Goal of the exercise
Arrange all the lines of the entries below into a numbered list, leaving out any blank lines.

Excerpts from a location annotation dataset
☆ ☆ ☆ ☆ ☆ ☆ ☆
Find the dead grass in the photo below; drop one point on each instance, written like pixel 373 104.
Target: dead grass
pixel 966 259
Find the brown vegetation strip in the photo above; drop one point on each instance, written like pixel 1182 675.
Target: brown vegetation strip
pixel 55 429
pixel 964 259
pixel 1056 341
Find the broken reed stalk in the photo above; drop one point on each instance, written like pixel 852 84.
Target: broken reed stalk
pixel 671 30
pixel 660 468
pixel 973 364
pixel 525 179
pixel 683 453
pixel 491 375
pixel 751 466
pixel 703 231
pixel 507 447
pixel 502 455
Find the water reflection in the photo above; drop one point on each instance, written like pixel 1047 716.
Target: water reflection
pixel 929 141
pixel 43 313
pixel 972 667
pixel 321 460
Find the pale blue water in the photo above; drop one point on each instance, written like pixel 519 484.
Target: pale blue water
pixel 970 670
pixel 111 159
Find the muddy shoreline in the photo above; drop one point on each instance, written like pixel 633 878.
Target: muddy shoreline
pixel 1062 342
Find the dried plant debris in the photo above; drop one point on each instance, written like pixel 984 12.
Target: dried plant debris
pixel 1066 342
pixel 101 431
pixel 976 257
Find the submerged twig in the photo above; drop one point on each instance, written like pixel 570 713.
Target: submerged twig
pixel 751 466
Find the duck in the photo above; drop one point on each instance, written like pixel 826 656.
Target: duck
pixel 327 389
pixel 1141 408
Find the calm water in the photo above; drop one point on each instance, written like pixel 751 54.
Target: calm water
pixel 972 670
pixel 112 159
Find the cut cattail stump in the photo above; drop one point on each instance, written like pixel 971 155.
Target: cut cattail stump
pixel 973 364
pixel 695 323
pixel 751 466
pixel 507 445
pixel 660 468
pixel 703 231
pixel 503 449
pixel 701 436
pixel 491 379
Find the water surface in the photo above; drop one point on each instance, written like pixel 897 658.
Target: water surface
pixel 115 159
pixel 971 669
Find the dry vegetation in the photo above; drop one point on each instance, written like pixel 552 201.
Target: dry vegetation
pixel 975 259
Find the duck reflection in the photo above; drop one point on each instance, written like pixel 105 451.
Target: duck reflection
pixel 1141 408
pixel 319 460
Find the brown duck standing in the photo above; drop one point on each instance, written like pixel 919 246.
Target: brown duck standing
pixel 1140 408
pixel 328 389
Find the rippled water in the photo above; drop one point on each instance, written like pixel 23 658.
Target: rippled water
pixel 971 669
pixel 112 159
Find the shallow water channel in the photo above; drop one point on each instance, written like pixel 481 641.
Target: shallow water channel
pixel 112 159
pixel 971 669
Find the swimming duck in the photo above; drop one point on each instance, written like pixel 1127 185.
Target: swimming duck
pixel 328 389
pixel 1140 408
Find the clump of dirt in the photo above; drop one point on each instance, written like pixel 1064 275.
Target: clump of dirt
☆ ☆ ☆ ☆ ☆ ☆ ☆
Output below
1. Find the dead grass in the photo below; drop one point on each instance, written like pixel 373 104.
2. Target: dead grass
3. pixel 966 259
4. Find the brown vegetation strip in the photo above; drop one point on each instance, written like pixel 1182 675.
5. Target: brown vegetation strip
6. pixel 55 429
7. pixel 964 259
8. pixel 1056 341
9. Find the broken reed stalk in the photo above; drop one point on each instance, written like pixel 852 84.
10. Target: broken reed stalk
11. pixel 671 30
12. pixel 660 468
13. pixel 973 364
14. pixel 525 179
15. pixel 683 453
16. pixel 491 375
17. pixel 751 466
18. pixel 703 231
19. pixel 507 447
20. pixel 502 455
21. Find the water reflection in the photo above; drop one point on each instance, written like pixel 1047 716.
22. Target: water reflection
23. pixel 929 141
24. pixel 43 313
25. pixel 972 667
26. pixel 321 460
27. Find the pale blue water in the photo above; drop one point on each instance, written like pixel 519 484.
28. Target: pale blue water
29. pixel 970 670
30. pixel 111 159
31. Find the muddy shoreline in the photo above; drop one point on each instance, written like pixel 633 878.
32. Target: muddy shoreline
33. pixel 1062 342
34. Find the dried plant debris in the photo above; drop one point on each instance, written like pixel 984 12.
35. Target: dried plant debris
36. pixel 1066 342
37. pixel 101 431
38. pixel 976 257
39. Find the submerged twig in the photo above; drop one point on each instance, written like pixel 570 713.
40. Target: submerged twig
41. pixel 751 466
42. Find the duck in the photo above; drop one point on each instance, written like pixel 826 656.
43. Target: duck
44. pixel 327 389
45. pixel 1141 408
46. Find the calm water in the photo above; drop one point on each instance, written like pixel 751 54.
47. Target: calm water
48. pixel 972 670
49. pixel 112 159
50. Find the cut cattail stump in the photo above; drop one point on each instance, written like pixel 971 155.
51. Target: cut cattail stump
52. pixel 973 364
53. pixel 695 323
54. pixel 751 466
55. pixel 507 445
56. pixel 660 468
57. pixel 703 231
58. pixel 503 449
59. pixel 701 436
60. pixel 491 379
61. Find the water surface in the photo above; drop one point on each instance, written like pixel 897 658.
62. Target: water surface
63. pixel 115 159
64. pixel 971 669
65. Find the dry vegetation in the photo above; drop one point on each instance, written like pixel 552 201.
66. Target: dry vegetation
67. pixel 975 259
68. Find the duck reflection in the photo above; drop one point on each instance, written like pixel 105 451.
69. Target: duck reflection
70. pixel 1141 408
71. pixel 319 460
72. Find the brown duck standing in the photo above; drop one point on each instance, written like pixel 919 246.
73. Target: brown duck standing
74. pixel 1140 408
75. pixel 328 389
76. Find the rippled water in the photo above; drop one point on each instance, written like pixel 23 658.
77. Target: rippled water
78. pixel 971 669
79. pixel 112 159
80. Find the shallow water channel in the photo above; drop one point on each instance, written like pixel 481 641.
81. Target: shallow water channel
82. pixel 112 159
83. pixel 971 669
84. Find the swimming duck in the photo above; drop one point on each instance, written like pixel 1127 185.
85. Target: swimming duck
86. pixel 328 389
87. pixel 1140 408
88. Find the clump of dirt in the photo above; drop one point on each instance, written like pixel 1064 275.
89. Target: clump of dirt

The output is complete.